Work instruction 1>
Answer these questions using the Spending Review comments.
(a) According to Rebecca Newsom, how much are France and Germany together putting toward carbon-cutting stimulus measures?
(b) What kind of capital does Mark Richards say there is a huge need for?
(c) Which two figures does Darren Walsh give for the boost to the green revolution?
Work instruction 2> From the Spending Review comments, extract the passage between "Greenpeace UK’s head" and "Where’s the logic?", inclusive.

Greenpeace UK’s head of politics Rebecca Newsom:


“The Chancellor appears not to have pledged a single extra penny towards a green economic recovery today while wasting tens of billions on polluting new roads. This would be a failure for jobs, the economy and the future of our planet. France and Germany get it. They’re throwing a combined £63bn towards carbon-cutting stimulus measures. Whereas we’re spending £27bn building new roads. Where’s the logic?

“Also, the decision to cut the aid budget will fundamentally undermine the UK’s climate leadership. It will hinder poorer countries' ability to tackle and adapt to the climate emergency, and sour the UK's diplomatic relationships in the run-up to COP26.”

BLCP’s head of energy, environment and infrastructure Mark Richards:


“The announcement of the National Infrastructure Bank is interesting but currently there’s no shortage of capital in the market for well-structured and developed infrastructure projects. However, there is a huge need for early-stage capital for development projects and infrastructure deploying new and unproven technologies, it will be interesting to see if the new infrastructure bank will address this market need for early-stage development capital.”

“Changes to the Green Book are welcomed as is the desire to promote infrastructure projects making a real difference to local economies throughout England. I believe our private sector clients are keen to get involved and help deliver these projects through private capital investment, hopefully there is the opportunity for true public and private collaboration to aid both levelling up and net-zero targets.”

EDW’s energy partner Darren Walsh:

"Whether we accept that the Chancellor's Spending Review and the Prime Minister's ten-point plan for net-zero Carbon provides a £12 billion shot in the arm for our green revolution, or £4 billion as some commentators believe, what is clear from today's Spending Review is that Government is striving to achieve its Paris Agreement commitments by 2050 or sooner.

Stored data entries
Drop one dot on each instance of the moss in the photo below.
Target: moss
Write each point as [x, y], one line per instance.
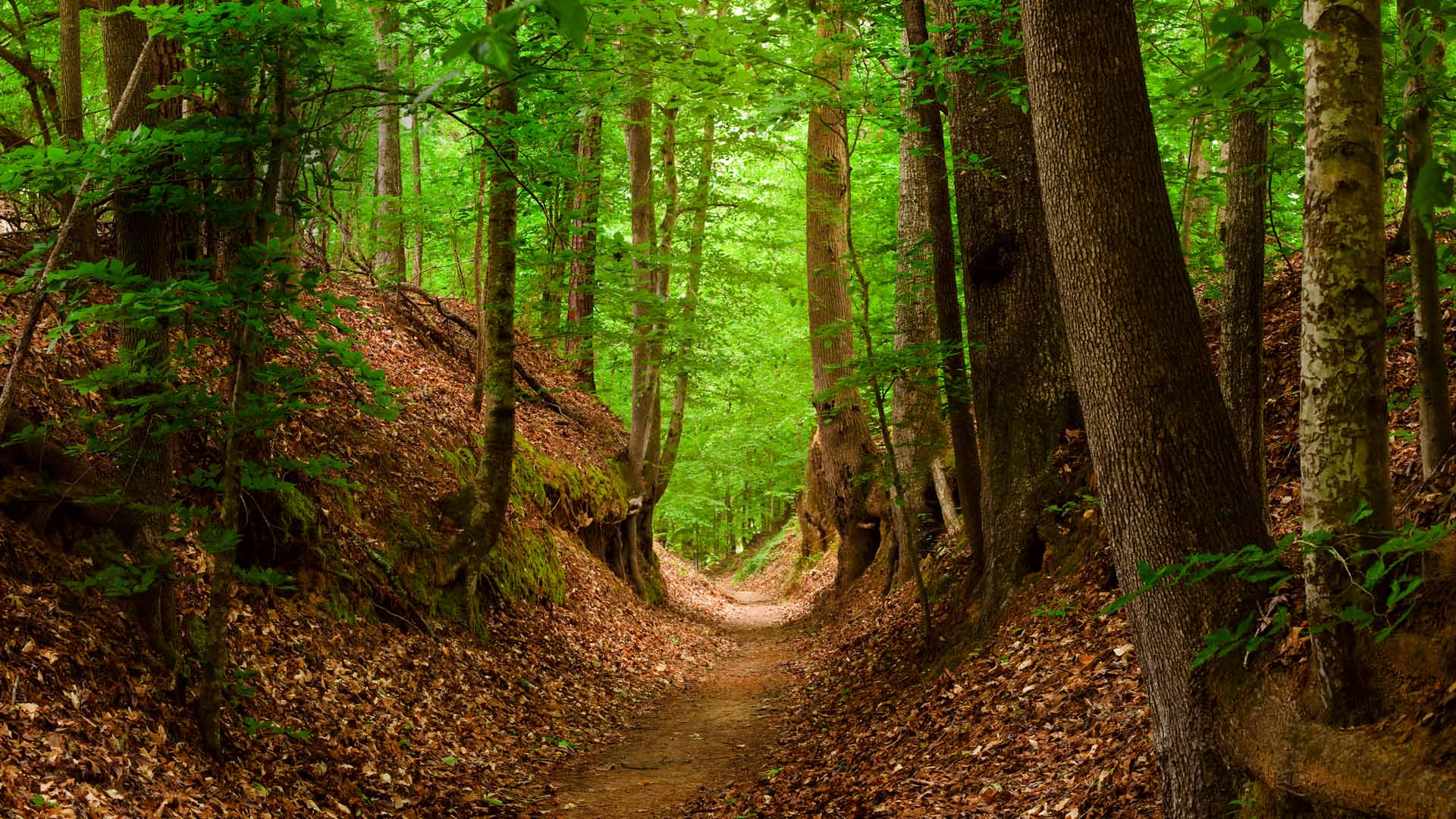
[526, 567]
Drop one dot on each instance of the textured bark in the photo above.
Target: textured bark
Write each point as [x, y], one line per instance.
[419, 268]
[72, 124]
[142, 241]
[843, 433]
[1343, 419]
[918, 433]
[1021, 373]
[642, 455]
[1163, 445]
[582, 295]
[497, 335]
[1194, 205]
[389, 184]
[1241, 352]
[695, 270]
[1430, 328]
[928, 149]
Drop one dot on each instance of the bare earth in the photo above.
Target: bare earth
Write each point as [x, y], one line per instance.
[698, 741]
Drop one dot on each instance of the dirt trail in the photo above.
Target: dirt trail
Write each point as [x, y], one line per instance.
[699, 739]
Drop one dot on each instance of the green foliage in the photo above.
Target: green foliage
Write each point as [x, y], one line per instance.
[1382, 573]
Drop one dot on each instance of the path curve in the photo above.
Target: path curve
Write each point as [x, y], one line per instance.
[696, 741]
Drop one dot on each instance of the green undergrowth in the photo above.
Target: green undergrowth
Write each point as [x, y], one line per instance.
[766, 554]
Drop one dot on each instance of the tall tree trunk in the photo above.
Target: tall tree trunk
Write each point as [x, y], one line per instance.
[918, 435]
[1133, 331]
[1194, 205]
[1021, 371]
[492, 488]
[1241, 353]
[72, 121]
[389, 184]
[1345, 450]
[582, 289]
[929, 152]
[478, 265]
[695, 268]
[142, 241]
[419, 196]
[645, 375]
[848, 452]
[1430, 330]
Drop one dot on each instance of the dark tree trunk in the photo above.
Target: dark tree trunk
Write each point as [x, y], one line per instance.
[1241, 356]
[846, 450]
[925, 117]
[1164, 450]
[1021, 369]
[142, 241]
[582, 289]
[1430, 328]
[1345, 452]
[498, 344]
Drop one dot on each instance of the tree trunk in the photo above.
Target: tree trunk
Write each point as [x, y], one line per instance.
[916, 430]
[1021, 369]
[582, 289]
[1430, 328]
[142, 241]
[492, 490]
[848, 452]
[72, 121]
[1241, 353]
[478, 265]
[695, 268]
[1343, 420]
[929, 150]
[645, 376]
[389, 184]
[1161, 441]
[419, 196]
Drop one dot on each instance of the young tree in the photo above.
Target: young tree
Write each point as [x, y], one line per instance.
[582, 283]
[1021, 369]
[389, 183]
[1426, 55]
[1171, 475]
[1241, 353]
[142, 242]
[929, 152]
[497, 335]
[1345, 452]
[846, 450]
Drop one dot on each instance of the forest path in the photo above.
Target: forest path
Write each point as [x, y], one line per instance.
[699, 739]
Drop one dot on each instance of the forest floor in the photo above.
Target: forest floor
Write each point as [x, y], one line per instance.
[695, 741]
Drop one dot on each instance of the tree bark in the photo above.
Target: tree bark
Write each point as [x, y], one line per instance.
[843, 431]
[1343, 419]
[72, 121]
[916, 430]
[497, 335]
[142, 241]
[582, 289]
[1164, 450]
[1430, 328]
[389, 186]
[689, 318]
[1021, 369]
[1241, 352]
[929, 150]
[645, 308]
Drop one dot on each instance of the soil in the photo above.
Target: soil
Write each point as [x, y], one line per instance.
[701, 741]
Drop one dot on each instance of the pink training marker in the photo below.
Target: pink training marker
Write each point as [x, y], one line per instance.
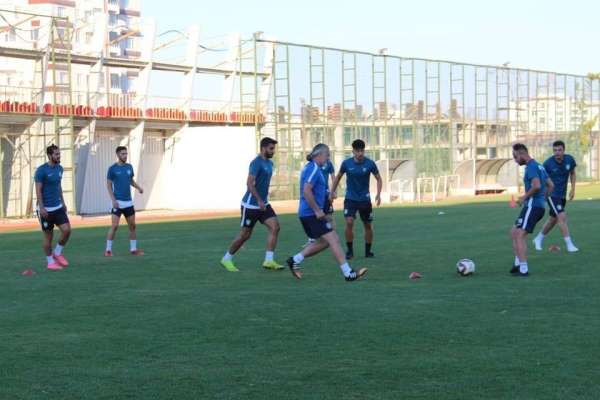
[554, 248]
[415, 275]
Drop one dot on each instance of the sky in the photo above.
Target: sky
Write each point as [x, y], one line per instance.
[559, 36]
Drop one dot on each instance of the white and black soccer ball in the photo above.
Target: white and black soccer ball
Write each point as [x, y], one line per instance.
[465, 267]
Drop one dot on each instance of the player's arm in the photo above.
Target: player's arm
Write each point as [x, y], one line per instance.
[40, 197]
[573, 177]
[379, 187]
[251, 185]
[536, 185]
[111, 194]
[310, 199]
[135, 185]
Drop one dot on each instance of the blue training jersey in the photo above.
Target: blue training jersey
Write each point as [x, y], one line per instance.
[261, 170]
[533, 169]
[358, 178]
[50, 178]
[121, 175]
[312, 173]
[560, 172]
[327, 170]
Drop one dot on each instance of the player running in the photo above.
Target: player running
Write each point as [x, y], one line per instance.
[51, 208]
[561, 168]
[313, 198]
[255, 207]
[328, 171]
[358, 170]
[119, 180]
[537, 188]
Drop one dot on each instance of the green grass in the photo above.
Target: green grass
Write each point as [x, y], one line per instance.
[175, 325]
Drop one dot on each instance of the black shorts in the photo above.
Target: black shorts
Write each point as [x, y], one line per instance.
[364, 208]
[314, 227]
[328, 207]
[529, 217]
[557, 205]
[57, 217]
[127, 211]
[250, 216]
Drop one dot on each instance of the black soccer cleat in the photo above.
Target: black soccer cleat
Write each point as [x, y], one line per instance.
[354, 275]
[294, 268]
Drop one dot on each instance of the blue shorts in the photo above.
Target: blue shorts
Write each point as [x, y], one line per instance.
[314, 227]
[557, 205]
[364, 209]
[529, 217]
[57, 217]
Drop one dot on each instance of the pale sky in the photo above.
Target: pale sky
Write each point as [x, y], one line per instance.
[561, 36]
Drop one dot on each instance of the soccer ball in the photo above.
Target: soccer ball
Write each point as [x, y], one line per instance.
[465, 267]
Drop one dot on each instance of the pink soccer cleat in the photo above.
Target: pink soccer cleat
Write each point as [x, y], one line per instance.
[61, 260]
[54, 267]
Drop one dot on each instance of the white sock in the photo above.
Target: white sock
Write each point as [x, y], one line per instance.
[346, 269]
[298, 258]
[523, 268]
[269, 256]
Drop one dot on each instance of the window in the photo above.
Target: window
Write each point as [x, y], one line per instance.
[115, 82]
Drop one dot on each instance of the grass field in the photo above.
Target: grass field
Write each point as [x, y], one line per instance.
[175, 325]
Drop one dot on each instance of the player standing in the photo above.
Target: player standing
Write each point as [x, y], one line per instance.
[119, 180]
[358, 170]
[560, 168]
[255, 207]
[537, 187]
[313, 198]
[51, 208]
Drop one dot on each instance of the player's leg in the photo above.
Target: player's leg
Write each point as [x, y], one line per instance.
[273, 228]
[65, 234]
[132, 226]
[564, 230]
[366, 215]
[62, 221]
[115, 216]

Solution 1>
(a) A combined £63bn.
(b) Early-stage capital for development projects and for infrastructure deploying new and unproven technologies.
(c) £12 billion, or £4 billion as some commentators believe.

Solution 2>
Greenpeace UK’s head of politics Rebecca Newsom:


“The Chancellor appears not to have pledged a single extra penny towards a green economic recovery today while wasting tens of billions on polluting new roads. This would be a failure for jobs, the economy and the future of our planet. France and Germany get it. They’re throwing a combined £63bn towards carbon-cutting stimulus measures. Whereas we’re spending £27bn building new roads. Where’s the logic?